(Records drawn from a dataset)

|---|

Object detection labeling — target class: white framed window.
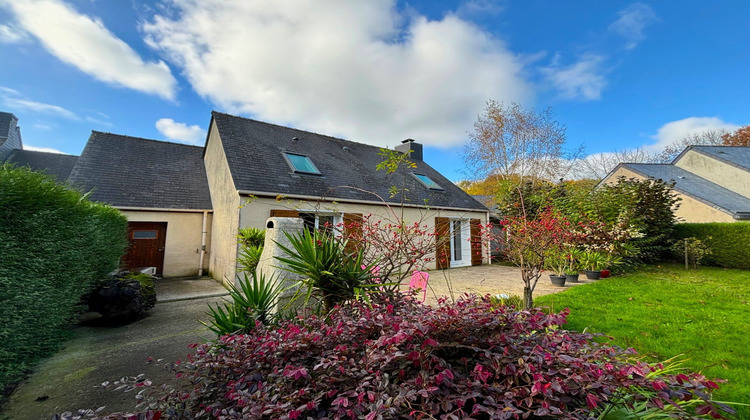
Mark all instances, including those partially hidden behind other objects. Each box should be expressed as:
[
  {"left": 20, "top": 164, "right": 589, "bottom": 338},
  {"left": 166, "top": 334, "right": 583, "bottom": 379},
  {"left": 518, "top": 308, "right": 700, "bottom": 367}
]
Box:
[{"left": 299, "top": 211, "right": 343, "bottom": 236}]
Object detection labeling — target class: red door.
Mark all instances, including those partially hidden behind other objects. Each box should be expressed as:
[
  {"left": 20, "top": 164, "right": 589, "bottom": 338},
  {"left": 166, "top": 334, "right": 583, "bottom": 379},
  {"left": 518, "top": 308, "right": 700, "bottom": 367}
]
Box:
[{"left": 123, "top": 222, "right": 167, "bottom": 276}]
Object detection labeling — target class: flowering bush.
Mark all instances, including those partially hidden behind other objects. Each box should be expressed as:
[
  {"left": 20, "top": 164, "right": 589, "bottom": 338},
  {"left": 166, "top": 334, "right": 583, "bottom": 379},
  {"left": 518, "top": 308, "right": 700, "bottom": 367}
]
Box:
[
  {"left": 122, "top": 295, "right": 729, "bottom": 419},
  {"left": 339, "top": 214, "right": 437, "bottom": 289}
]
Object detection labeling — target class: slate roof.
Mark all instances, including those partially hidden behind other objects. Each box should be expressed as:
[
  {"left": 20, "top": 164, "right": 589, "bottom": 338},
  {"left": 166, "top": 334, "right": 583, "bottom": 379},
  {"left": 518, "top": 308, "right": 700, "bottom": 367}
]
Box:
[
  {"left": 682, "top": 146, "right": 750, "bottom": 171},
  {"left": 67, "top": 131, "right": 212, "bottom": 210},
  {"left": 210, "top": 112, "right": 486, "bottom": 211},
  {"left": 5, "top": 149, "right": 78, "bottom": 182},
  {"left": 620, "top": 163, "right": 750, "bottom": 219}
]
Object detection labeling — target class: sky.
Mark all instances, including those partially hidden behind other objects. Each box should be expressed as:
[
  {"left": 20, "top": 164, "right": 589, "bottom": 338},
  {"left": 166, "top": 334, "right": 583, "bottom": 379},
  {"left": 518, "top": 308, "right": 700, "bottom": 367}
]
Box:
[{"left": 1, "top": 0, "right": 748, "bottom": 181}]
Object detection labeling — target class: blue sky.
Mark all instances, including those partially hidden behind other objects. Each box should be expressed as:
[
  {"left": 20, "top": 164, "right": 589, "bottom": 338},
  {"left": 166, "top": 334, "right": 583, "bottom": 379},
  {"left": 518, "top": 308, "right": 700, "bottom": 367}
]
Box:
[{"left": 1, "top": 0, "right": 748, "bottom": 181}]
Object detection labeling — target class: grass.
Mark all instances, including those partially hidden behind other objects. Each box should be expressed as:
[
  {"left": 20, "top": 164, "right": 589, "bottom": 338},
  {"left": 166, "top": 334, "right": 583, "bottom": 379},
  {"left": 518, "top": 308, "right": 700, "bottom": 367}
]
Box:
[{"left": 536, "top": 263, "right": 750, "bottom": 414}]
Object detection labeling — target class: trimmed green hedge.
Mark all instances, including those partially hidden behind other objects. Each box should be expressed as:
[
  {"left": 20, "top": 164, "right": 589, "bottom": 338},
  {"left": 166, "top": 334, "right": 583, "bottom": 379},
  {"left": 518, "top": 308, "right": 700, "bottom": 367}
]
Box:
[
  {"left": 0, "top": 165, "right": 127, "bottom": 399},
  {"left": 672, "top": 223, "right": 750, "bottom": 269}
]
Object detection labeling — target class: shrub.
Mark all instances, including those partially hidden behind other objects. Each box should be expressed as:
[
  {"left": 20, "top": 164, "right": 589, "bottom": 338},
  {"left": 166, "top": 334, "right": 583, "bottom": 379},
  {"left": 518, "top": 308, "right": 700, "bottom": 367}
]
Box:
[
  {"left": 237, "top": 227, "right": 265, "bottom": 273},
  {"left": 0, "top": 165, "right": 127, "bottom": 401},
  {"left": 86, "top": 271, "right": 157, "bottom": 318},
  {"left": 671, "top": 237, "right": 711, "bottom": 269},
  {"left": 125, "top": 295, "right": 729, "bottom": 419},
  {"left": 275, "top": 229, "right": 378, "bottom": 313},
  {"left": 673, "top": 223, "right": 750, "bottom": 269},
  {"left": 204, "top": 271, "right": 290, "bottom": 336}
]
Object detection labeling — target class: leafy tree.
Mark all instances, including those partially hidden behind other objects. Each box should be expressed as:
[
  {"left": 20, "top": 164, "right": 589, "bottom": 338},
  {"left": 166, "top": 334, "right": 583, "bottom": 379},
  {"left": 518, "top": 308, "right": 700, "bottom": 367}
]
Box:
[
  {"left": 722, "top": 124, "right": 750, "bottom": 146},
  {"left": 462, "top": 100, "right": 580, "bottom": 187}
]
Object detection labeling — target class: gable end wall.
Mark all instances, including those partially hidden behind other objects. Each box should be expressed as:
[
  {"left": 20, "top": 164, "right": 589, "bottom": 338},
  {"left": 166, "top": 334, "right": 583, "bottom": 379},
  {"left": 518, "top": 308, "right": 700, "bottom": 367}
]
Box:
[{"left": 674, "top": 150, "right": 750, "bottom": 198}]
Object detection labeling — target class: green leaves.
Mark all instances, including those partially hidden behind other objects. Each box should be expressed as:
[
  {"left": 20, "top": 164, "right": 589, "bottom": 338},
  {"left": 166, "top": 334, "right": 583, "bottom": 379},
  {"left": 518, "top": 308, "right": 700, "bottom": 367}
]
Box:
[
  {"left": 274, "top": 229, "right": 378, "bottom": 313},
  {"left": 204, "top": 271, "right": 292, "bottom": 336}
]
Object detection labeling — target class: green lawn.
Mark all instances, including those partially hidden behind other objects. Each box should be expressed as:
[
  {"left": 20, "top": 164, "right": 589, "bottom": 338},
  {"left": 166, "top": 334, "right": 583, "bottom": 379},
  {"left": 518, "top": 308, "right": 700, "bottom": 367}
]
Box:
[{"left": 536, "top": 264, "right": 750, "bottom": 414}]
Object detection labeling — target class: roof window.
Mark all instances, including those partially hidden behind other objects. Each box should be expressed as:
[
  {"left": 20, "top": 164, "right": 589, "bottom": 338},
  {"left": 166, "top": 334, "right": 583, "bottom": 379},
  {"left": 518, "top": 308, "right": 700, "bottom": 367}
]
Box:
[
  {"left": 413, "top": 173, "right": 443, "bottom": 190},
  {"left": 284, "top": 152, "right": 321, "bottom": 175}
]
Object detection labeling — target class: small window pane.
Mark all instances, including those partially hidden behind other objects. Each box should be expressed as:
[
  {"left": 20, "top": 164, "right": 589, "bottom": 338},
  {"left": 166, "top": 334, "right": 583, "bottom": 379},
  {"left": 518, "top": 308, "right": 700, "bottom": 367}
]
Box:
[
  {"left": 285, "top": 153, "right": 320, "bottom": 174},
  {"left": 133, "top": 230, "right": 157, "bottom": 239},
  {"left": 414, "top": 174, "right": 443, "bottom": 190}
]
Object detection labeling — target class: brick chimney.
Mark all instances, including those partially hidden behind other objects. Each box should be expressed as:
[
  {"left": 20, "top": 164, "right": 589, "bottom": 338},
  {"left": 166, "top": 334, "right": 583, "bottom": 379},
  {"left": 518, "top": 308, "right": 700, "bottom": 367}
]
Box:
[{"left": 394, "top": 138, "right": 423, "bottom": 161}]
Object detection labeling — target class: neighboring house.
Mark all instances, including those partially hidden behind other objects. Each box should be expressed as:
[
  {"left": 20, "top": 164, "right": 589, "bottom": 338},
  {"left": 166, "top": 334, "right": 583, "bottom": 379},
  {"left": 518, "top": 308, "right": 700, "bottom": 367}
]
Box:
[
  {"left": 2, "top": 110, "right": 489, "bottom": 282},
  {"left": 601, "top": 145, "right": 750, "bottom": 222}
]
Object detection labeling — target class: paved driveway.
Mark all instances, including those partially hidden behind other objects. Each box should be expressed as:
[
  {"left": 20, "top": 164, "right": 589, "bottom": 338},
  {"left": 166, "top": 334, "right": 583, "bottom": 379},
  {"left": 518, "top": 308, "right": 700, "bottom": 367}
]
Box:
[
  {"left": 420, "top": 264, "right": 593, "bottom": 306},
  {"left": 4, "top": 279, "right": 227, "bottom": 419}
]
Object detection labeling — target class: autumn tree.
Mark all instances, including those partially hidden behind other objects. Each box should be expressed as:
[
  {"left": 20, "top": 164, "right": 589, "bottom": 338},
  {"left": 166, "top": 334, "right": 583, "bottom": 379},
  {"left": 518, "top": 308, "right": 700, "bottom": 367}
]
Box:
[
  {"left": 655, "top": 129, "right": 725, "bottom": 163},
  {"left": 722, "top": 125, "right": 750, "bottom": 146},
  {"left": 579, "top": 147, "right": 659, "bottom": 180},
  {"left": 462, "top": 101, "right": 579, "bottom": 187}
]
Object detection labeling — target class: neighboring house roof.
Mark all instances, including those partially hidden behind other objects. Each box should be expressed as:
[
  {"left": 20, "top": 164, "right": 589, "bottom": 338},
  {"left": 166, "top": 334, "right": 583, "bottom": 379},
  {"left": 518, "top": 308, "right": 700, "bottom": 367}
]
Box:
[
  {"left": 5, "top": 149, "right": 78, "bottom": 182},
  {"left": 616, "top": 163, "right": 750, "bottom": 220},
  {"left": 67, "top": 131, "right": 212, "bottom": 210},
  {"left": 210, "top": 111, "right": 486, "bottom": 211},
  {"left": 676, "top": 145, "right": 750, "bottom": 171}
]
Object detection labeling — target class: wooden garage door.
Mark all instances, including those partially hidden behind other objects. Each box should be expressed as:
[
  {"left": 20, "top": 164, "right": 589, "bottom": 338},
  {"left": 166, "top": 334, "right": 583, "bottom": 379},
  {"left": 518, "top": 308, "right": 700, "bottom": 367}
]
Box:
[{"left": 123, "top": 222, "right": 167, "bottom": 275}]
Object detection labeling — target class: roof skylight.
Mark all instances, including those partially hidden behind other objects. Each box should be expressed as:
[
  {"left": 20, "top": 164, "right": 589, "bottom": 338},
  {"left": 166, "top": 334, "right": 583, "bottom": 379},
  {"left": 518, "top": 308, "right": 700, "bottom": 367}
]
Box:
[
  {"left": 413, "top": 173, "right": 443, "bottom": 190},
  {"left": 284, "top": 152, "right": 321, "bottom": 175}
]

|---|

**WORK ITEM**
For each line above that includes "tree", copy the line.

**SOLUTION**
Object detection labeling — target class: leafy tree.
Object detection labeling — target class: autumn tree.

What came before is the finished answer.